Report how many lines of the records contain the string "target", treating uppercase and lowercase as different. Reply with the number only.

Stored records
━━━━━━━━
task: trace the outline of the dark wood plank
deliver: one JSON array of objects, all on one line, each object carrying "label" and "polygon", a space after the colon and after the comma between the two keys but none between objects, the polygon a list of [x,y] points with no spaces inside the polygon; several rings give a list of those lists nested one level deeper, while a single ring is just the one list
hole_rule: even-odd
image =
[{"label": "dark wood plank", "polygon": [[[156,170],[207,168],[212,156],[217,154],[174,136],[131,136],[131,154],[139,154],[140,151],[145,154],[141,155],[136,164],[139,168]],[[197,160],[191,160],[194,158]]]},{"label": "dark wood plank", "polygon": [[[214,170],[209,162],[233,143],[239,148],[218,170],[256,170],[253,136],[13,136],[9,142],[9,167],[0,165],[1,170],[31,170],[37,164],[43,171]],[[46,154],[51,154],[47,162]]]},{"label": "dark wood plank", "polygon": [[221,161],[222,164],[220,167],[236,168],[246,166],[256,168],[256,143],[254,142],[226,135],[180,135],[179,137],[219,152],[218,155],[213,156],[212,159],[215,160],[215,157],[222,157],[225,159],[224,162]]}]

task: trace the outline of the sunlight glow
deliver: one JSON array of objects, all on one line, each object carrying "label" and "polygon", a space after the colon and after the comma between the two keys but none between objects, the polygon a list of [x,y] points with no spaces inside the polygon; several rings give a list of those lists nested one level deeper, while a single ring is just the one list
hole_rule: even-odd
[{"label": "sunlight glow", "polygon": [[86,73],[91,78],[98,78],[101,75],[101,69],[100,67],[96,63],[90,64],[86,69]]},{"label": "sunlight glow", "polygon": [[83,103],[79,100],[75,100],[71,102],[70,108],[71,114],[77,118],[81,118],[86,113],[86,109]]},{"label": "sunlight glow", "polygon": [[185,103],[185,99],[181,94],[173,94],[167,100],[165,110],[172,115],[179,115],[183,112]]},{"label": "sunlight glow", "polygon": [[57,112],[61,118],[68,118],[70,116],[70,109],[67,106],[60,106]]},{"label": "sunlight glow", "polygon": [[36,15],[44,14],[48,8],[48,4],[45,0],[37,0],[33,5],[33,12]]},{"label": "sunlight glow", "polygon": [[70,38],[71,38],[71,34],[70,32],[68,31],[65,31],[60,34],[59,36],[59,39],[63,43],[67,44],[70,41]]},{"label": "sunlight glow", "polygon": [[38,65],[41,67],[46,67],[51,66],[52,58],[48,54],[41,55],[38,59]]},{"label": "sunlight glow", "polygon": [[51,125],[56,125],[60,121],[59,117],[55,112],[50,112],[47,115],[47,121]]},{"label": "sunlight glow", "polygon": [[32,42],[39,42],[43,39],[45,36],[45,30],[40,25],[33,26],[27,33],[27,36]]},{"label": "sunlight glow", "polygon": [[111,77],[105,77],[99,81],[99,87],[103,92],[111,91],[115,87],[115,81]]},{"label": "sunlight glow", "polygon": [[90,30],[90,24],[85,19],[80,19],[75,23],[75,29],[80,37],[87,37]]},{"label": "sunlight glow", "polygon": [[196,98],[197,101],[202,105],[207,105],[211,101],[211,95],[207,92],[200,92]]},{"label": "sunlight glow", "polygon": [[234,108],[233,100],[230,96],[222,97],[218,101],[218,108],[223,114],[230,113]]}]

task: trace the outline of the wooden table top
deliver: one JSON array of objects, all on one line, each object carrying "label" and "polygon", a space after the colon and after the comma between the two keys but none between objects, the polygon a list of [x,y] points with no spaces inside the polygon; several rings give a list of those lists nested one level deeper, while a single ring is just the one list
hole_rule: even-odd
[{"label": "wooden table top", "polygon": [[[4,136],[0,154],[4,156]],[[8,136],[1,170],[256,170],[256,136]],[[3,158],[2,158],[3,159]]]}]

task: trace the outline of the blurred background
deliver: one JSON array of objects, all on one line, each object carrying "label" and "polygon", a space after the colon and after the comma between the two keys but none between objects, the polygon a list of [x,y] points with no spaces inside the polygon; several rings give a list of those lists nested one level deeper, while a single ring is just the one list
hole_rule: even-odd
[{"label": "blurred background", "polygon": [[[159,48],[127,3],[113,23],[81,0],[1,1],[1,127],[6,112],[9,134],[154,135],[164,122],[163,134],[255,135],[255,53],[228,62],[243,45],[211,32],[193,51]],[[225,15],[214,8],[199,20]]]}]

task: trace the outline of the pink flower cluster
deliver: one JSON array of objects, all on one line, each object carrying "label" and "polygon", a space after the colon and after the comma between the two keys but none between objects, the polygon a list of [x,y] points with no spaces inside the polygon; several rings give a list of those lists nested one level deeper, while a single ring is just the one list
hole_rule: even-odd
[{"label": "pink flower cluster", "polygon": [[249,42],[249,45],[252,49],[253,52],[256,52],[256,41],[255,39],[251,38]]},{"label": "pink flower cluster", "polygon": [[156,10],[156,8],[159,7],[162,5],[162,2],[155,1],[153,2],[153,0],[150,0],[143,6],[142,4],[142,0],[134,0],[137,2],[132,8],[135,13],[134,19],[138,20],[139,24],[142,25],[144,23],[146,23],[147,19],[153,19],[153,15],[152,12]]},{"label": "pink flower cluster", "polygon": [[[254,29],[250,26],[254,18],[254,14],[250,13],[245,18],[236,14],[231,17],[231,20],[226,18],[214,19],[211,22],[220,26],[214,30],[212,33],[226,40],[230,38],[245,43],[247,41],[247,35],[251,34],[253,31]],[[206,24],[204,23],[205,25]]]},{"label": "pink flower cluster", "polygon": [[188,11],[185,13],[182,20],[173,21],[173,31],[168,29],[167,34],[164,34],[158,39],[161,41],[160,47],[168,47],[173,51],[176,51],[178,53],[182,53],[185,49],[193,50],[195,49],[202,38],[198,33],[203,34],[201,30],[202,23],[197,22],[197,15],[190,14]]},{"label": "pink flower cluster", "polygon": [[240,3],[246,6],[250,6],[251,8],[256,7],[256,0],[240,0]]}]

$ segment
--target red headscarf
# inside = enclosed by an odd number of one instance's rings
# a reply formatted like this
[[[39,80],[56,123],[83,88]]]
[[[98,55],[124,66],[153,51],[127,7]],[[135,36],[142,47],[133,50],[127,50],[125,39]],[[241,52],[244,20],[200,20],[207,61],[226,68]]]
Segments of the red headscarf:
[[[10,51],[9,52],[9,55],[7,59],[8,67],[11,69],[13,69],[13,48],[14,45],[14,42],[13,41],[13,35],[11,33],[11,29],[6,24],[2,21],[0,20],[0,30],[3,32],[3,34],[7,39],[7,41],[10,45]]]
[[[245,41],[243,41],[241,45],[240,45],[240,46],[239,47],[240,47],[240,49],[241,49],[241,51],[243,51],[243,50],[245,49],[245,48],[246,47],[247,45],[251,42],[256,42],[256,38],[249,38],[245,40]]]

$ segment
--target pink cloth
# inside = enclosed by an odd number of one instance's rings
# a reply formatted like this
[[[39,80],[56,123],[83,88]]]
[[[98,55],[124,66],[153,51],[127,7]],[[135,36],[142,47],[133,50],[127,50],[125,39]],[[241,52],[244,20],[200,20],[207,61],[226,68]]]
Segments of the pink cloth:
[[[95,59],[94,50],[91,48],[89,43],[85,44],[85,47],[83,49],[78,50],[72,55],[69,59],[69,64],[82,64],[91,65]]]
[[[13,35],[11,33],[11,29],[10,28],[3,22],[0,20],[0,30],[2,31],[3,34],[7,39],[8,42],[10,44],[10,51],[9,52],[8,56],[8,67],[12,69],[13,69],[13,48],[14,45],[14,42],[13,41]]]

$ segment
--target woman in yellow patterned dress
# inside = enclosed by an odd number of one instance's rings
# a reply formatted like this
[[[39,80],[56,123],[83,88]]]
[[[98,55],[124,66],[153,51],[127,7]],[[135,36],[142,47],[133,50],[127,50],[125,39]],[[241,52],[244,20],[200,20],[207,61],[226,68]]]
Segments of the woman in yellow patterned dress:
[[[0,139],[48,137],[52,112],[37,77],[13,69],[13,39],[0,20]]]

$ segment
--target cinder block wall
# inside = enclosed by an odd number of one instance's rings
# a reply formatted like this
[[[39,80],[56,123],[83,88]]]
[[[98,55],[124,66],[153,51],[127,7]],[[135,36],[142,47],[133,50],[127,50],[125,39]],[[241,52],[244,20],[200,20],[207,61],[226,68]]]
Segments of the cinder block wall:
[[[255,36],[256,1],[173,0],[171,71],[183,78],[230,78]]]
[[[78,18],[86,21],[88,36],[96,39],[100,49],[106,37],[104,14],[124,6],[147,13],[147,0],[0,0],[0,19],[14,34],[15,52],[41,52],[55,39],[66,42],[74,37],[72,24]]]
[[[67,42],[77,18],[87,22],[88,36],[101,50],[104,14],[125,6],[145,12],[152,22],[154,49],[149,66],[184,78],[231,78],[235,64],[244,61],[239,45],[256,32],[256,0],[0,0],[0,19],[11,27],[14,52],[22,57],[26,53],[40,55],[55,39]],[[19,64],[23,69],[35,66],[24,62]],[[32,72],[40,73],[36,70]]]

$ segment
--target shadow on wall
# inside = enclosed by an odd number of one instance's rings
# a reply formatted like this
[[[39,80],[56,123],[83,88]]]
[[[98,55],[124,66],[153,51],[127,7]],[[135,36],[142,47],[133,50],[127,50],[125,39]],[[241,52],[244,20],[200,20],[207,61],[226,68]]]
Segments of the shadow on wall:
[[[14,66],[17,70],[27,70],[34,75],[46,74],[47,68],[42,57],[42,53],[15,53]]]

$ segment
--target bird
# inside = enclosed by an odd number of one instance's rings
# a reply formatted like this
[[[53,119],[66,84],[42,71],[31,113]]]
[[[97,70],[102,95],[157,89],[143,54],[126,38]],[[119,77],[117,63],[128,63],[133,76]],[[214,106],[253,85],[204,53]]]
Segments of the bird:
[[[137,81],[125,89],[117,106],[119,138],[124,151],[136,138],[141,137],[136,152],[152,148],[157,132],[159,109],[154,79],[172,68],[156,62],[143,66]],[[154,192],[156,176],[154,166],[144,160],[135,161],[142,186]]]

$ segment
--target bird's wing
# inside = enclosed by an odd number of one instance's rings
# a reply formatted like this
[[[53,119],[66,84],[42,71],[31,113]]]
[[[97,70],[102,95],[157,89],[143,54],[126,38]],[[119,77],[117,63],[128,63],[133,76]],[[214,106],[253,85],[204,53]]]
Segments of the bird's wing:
━━━━━━━━
Exercise answer
7